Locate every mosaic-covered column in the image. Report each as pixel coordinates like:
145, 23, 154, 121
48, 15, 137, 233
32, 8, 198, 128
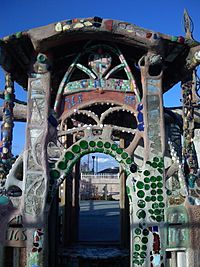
22, 54, 50, 267
182, 73, 198, 190
0, 73, 15, 187
130, 53, 165, 267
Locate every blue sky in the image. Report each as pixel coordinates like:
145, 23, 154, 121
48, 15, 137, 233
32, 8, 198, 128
0, 0, 200, 170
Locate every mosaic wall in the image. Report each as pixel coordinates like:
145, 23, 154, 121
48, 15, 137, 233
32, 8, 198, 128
0, 15, 200, 267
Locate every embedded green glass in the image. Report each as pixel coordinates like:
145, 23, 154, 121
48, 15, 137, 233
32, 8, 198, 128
141, 245, 147, 250
116, 147, 123, 154
153, 157, 159, 162
154, 209, 160, 215
150, 189, 156, 196
151, 183, 156, 189
50, 169, 60, 179
136, 181, 144, 189
89, 141, 96, 147
79, 140, 88, 149
145, 196, 151, 202
122, 152, 128, 159
157, 196, 164, 202
152, 203, 159, 209
140, 252, 148, 258
126, 158, 133, 164
137, 199, 146, 209
65, 151, 74, 160
142, 229, 149, 236
156, 215, 163, 222
142, 239, 148, 244
97, 141, 103, 147
158, 162, 164, 169
143, 170, 150, 176
144, 184, 150, 190
58, 161, 67, 170
151, 162, 158, 168
95, 147, 104, 153
135, 228, 141, 235
156, 175, 162, 182
144, 177, 150, 183
72, 145, 81, 153
159, 202, 165, 208
137, 190, 145, 198
111, 144, 118, 151
104, 142, 111, 148
136, 210, 146, 219
150, 176, 156, 183
135, 244, 140, 251
157, 182, 163, 188
148, 209, 154, 214
157, 188, 163, 195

···

### [What to produce]
Print the listing above line for line, with no changes, and leave out the picture.

### [Task answer]
Locate every mosaic-covered column in the image. Report each as pixel coordinates like:
145, 23, 154, 121
48, 15, 137, 233
32, 8, 198, 128
22, 54, 50, 267
182, 73, 198, 190
0, 73, 15, 187
130, 53, 165, 267
Locate every blue sky in the image. Report each as pixel coordinates like:
145, 23, 154, 121
48, 15, 137, 233
32, 8, 198, 128
0, 0, 200, 170
Locate every mosaic wall in the image. Report each as pixel coordinates like:
145, 23, 154, 121
48, 15, 137, 233
32, 8, 198, 128
0, 15, 200, 267
Locate every embedded green glass in the image. Report each as pixel coordinates like:
145, 23, 154, 121
48, 15, 137, 233
32, 8, 198, 128
141, 245, 147, 250
116, 147, 123, 154
153, 157, 159, 162
154, 209, 160, 215
150, 189, 156, 196
151, 183, 156, 189
50, 169, 60, 179
136, 181, 144, 189
89, 141, 96, 147
79, 140, 88, 149
145, 196, 151, 202
122, 152, 128, 159
157, 196, 164, 202
152, 203, 159, 209
140, 252, 148, 258
126, 158, 133, 164
137, 199, 146, 209
65, 151, 74, 160
142, 229, 149, 236
156, 215, 163, 222
142, 239, 148, 244
97, 141, 103, 147
158, 162, 164, 169
143, 170, 150, 176
144, 184, 150, 190
58, 161, 67, 170
151, 162, 158, 168
95, 147, 104, 153
135, 228, 141, 235
156, 175, 162, 182
144, 177, 150, 183
72, 145, 81, 153
159, 202, 165, 208
137, 190, 145, 198
111, 144, 118, 151
104, 142, 111, 148
136, 210, 146, 219
150, 176, 156, 183
135, 244, 140, 251
157, 182, 163, 188
148, 209, 154, 214
157, 188, 163, 195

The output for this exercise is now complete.